_TASK_
Answer these from the Kay login guide:
(a) What email address does the login banner give for technical support?
(b) Which flag for the ls command shows hidden files?
(c) What command clones the lesson repository?

--- SOURCE EXCERPT ---

If you have sent your public key in, your ssh key will have been added to your course account. You should ONLY USE YOUR COURSE ACCOUNT FOR THE DURATION OF THIS COURSE, REGARDLESS IF YOU ALREADY HAVE AN ACCOUNT WITH US.

Try and log in using the following command. Replace the XX with the course account nthat you have been given

ssh courseXX@kay.ichec.ie

You will be asked for a passphrase for your public ssh key. This passphrase is out of ICHEC’s control and only you should know this passphrase, having generated it yourself. It will look similar to below, as it is searching for the location of your public key in your home directory.

Enter passphrase for key '/Users/johnsmith/.ssh/id_ed25519':

Next will be the password provided for this course. If you are accessing this material outside of a course, this will be your password associated with your account.

course00@kay.ichec.ie's password:

Once you get the following output, you have successfully logged in.

#############################################################################
#      _  __      __     _______ _____ _    _ ______ _____   _____ ______ 
#     | |/ /    /\\ \   / /_   _/ ____| |  | |  ____/ ____| |_   _|  ____|
#     | ' /    /  \\ \_/ /  | || |    | |__| | |__ | |        | | | |__   
#     |  <    / /\ \\   /   | || |    |  __  |  __|| |        | | |  __|  
#     | . \  / ____ \| | _ _| || |____| |  | | |___| |____ _ _| |_| |____ 
#     |_|\_\/_/    \_\_|(_)_____\_____|_|  |_|______\_____(_)_____|______|
#                                                                          
#############################################################################
# 
# You have been successfully logged in to the Kay National HPC System
#
# Documentation: https://www.ichec.ie/academic/national-hpc/kay-documentation
#
# For technical support, email support@ichec.ie
# 
##############################################################################

If you finish this exercise quickly, feel free to have a look at the Linux commands below and get some practice while you wait.

Clone the lesson repository

In your current working directory, which should be similar to course00/home/, type the following command:

git clone https://github.com/ICHEC-learn/intro-to-hpc.git 

This will clone the lesson’s repository into your current directory, and you have access to all the lecture material including slides, exercises and markdown files. You can download this material later when we use the scp command.

A review of the Linux commands

If you are new to Linux, then we highly recommend that you go through the materials covered in our Introduction to Linux course before continuing. A brief summary of the most commonly used commands are given below.

pwd - print working directory

This is a very simple command which shows you where you are in the directory tree.

$ pwd
/ichec/home/users/course00

ls - list

Lists out all the files and directories in your current working directory. This command has a few extra flag options. Flags need to be accompanied with a - before it

$ ls -l
Flag Operation
a show hidden files
t sort by modification time
l long, detailed list
d express directory as a file
h human readable

cd - change directory

Probably the most commonly used command, used to change directories.

--- LISTED ENTRIES ---

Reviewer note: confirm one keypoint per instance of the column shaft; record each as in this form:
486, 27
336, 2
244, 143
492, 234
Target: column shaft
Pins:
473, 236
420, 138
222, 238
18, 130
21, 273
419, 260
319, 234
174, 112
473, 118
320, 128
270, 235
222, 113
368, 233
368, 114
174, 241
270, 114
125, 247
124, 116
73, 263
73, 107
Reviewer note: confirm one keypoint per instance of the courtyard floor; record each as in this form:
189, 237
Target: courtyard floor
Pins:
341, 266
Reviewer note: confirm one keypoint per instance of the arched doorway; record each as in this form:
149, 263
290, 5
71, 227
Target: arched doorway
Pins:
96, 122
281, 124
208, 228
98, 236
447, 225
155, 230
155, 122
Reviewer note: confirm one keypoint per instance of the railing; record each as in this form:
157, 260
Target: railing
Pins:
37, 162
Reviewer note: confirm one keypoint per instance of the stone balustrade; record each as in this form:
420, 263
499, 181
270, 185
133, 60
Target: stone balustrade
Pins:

---

_THE COMPLETED TASK_
(a) support@ichec.ie
(b) a
(c) git clone https://github.com/ICHEC-learn/intro-to-hpc.git